SUPPLIED PASSAGE:
****************************************

> On Jan 14, 2019, at 12:42 PM, fugee ohu <fugee...@gmail.com> wrote:
> 
> 
> 
> On Monday, January 14, 2019 at 10:32:23 AM UTC-5, Phil wrote:
> 
> 
>> On Jan 14, 2019, at 5:35 AM, fugee ohu <fuge...@gmail.com <>> wrote:
>> 
>> 
>> 
>> On Sunday, January 13, 2019 at 4:46:52 PM UTC-5, Walter Lee Davis wrote:
>> 
>> 
>> On Jan 13, 2019, at 12:38 PM, fugee ohu <fuge...@gmail.com <>> wrote:
>> 
>>> What do I need it for besides being able to restart apps
>>> 
>> Passenger is necessary to translate the incoming http request into a 
>> connection to your Rails app. 
>> 
>> Even I f you are just developing locally, you will run `rails s` in a 
>> console, and that will start a server, usually Puma these days, but you 
>> could also run Unicorn or even Webrick if you’re feeling nostalgic. 
>> 
>> By itself, Rails is not going to respond to http. 
>> 
>> Passenger and Unicorn are both production grade http adapters, they can deal 
>> with things like slow clients or excessive traffic. Webrick (to give a 
>> ridiculous counter-example) is single-threaded and will just die under 
>> anything more than development click testing load.

****************************************

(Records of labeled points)
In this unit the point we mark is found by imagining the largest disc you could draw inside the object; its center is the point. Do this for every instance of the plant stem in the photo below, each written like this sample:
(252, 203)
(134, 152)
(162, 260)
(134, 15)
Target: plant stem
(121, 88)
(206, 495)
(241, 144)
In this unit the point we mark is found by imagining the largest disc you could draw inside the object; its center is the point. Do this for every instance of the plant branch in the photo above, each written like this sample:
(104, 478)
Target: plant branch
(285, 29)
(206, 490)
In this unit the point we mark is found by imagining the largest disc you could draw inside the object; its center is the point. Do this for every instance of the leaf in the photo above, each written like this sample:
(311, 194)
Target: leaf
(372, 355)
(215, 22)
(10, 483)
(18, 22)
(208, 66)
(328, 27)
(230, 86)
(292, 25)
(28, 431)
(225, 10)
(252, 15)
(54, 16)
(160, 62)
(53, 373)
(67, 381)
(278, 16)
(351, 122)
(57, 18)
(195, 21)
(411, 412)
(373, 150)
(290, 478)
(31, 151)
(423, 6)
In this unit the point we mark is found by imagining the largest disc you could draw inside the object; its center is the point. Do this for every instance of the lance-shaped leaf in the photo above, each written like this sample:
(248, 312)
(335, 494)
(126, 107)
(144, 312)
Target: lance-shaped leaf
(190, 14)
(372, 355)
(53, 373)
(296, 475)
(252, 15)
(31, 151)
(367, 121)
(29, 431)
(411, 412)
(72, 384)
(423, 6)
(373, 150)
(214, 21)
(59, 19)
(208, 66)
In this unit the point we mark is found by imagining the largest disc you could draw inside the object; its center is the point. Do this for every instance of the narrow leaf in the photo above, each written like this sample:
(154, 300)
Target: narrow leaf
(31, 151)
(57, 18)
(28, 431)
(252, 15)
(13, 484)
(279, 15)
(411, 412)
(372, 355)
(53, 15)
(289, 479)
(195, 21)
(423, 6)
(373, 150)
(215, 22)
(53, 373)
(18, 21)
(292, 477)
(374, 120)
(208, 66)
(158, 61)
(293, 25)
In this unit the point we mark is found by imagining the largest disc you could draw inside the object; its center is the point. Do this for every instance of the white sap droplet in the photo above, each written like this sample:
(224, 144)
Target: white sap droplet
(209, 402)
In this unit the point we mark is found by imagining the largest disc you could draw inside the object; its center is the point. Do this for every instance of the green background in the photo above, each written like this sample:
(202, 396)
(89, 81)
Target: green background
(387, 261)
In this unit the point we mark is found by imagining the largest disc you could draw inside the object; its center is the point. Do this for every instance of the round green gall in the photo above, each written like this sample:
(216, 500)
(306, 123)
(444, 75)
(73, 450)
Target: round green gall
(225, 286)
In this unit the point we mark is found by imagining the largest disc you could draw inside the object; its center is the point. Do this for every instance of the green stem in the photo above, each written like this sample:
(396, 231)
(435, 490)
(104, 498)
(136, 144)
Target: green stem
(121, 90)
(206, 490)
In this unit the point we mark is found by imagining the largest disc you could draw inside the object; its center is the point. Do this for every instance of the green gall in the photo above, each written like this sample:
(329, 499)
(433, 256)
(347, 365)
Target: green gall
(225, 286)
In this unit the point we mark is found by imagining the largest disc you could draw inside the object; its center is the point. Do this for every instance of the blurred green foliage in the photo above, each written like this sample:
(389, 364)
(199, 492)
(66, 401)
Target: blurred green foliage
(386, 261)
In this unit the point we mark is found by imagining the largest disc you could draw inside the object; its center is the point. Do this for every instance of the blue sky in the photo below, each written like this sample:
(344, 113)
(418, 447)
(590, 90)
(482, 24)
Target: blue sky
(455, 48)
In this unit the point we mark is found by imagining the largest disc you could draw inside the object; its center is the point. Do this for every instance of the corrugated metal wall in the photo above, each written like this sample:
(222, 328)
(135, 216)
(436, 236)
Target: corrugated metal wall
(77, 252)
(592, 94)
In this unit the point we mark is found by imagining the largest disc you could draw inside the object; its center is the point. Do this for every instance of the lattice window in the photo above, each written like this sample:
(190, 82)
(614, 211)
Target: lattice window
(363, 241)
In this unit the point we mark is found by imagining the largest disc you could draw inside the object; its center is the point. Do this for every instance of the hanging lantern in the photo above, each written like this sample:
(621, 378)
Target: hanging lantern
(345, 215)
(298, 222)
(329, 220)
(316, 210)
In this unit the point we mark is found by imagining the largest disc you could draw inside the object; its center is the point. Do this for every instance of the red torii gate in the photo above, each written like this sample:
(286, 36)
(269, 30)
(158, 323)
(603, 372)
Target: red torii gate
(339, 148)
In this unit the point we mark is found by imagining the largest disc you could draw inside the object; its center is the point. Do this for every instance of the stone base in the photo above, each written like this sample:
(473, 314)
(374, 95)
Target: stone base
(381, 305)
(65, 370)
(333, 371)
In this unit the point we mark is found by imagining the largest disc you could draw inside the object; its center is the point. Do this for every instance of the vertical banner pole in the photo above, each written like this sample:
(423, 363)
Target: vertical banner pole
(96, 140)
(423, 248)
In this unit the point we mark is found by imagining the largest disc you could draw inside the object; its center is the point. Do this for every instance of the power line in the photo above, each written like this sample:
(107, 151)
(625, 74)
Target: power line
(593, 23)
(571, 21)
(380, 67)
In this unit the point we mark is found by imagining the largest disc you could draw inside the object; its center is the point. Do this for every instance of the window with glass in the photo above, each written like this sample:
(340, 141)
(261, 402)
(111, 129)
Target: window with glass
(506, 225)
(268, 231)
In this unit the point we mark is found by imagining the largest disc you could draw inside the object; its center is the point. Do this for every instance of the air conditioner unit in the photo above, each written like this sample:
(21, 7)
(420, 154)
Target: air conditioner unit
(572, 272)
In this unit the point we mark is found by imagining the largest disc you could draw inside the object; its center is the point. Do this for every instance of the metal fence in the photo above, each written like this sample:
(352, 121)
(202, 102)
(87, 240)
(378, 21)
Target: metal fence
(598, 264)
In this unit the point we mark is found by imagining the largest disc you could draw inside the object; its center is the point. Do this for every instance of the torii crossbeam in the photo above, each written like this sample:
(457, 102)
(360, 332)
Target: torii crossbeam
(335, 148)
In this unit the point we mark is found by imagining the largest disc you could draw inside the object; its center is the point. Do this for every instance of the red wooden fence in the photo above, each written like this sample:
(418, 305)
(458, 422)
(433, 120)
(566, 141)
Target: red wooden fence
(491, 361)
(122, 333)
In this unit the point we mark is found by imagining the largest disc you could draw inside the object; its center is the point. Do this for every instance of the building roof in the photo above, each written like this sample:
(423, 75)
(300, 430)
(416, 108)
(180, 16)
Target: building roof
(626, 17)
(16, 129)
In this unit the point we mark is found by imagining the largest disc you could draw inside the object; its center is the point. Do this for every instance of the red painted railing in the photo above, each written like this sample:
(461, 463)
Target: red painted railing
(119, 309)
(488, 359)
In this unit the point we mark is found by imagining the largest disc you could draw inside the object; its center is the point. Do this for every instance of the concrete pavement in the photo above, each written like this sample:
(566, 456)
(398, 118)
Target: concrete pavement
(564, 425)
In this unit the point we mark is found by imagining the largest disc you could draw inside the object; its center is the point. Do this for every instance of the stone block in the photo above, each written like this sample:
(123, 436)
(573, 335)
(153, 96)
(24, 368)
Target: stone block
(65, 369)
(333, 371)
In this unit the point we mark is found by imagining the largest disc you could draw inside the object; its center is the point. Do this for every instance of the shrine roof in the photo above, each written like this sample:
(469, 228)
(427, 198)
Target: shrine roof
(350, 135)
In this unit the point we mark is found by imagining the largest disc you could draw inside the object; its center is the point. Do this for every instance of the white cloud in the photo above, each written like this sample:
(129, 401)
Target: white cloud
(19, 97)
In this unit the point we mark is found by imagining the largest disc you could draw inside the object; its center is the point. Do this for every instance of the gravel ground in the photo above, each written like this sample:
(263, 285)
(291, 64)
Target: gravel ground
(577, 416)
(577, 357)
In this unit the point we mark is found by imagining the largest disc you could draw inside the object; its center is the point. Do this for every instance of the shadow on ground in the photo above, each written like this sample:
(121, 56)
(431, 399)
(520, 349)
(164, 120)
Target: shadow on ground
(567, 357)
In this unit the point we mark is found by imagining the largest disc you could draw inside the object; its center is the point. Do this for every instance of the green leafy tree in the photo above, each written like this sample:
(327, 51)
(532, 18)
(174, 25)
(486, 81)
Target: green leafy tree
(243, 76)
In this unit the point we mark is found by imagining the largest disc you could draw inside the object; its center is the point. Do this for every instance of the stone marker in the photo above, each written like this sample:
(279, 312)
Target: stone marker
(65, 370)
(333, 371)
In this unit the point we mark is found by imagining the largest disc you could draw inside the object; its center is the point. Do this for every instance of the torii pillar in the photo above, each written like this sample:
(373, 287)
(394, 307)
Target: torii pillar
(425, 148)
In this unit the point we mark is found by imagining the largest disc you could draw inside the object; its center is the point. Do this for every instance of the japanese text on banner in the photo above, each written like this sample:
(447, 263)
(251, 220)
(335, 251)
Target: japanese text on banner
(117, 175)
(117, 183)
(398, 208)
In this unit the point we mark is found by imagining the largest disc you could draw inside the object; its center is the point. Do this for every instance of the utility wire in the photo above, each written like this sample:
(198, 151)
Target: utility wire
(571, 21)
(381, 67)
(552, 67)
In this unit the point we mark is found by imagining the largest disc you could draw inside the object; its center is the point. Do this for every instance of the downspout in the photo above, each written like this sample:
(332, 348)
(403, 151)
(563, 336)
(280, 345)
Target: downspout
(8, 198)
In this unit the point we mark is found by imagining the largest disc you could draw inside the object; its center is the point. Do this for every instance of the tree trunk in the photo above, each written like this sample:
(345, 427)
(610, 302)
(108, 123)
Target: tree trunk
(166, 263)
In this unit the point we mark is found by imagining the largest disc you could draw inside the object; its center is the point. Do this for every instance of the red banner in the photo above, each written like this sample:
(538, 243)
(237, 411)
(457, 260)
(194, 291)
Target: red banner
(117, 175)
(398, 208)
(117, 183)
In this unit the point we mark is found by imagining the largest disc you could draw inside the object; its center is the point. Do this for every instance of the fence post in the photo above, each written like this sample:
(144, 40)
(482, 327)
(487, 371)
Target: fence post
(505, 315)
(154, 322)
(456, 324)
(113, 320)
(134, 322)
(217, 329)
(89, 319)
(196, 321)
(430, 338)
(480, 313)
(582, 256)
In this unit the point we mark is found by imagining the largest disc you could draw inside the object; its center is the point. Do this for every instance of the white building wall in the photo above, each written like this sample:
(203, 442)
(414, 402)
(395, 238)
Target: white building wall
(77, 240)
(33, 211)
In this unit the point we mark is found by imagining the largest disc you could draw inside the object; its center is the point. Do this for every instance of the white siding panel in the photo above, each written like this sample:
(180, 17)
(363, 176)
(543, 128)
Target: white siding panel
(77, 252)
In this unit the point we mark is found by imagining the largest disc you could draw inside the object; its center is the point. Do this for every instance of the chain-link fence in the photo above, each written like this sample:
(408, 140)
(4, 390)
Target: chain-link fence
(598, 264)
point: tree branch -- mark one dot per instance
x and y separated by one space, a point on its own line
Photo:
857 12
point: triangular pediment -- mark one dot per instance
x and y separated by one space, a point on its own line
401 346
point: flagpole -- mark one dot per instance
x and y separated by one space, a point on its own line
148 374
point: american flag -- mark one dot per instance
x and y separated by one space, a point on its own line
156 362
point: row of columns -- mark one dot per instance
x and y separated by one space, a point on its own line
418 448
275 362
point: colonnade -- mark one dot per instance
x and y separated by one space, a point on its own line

****************************************

YOUR TASKS:
A - Please list every server that the email thread about Passenger says the rails s command could start.
B - Count the lines in the records that contain the word "shrine". Give only the number.

REPLIES:
A - Puma, Unicorn, Webrick

B - 2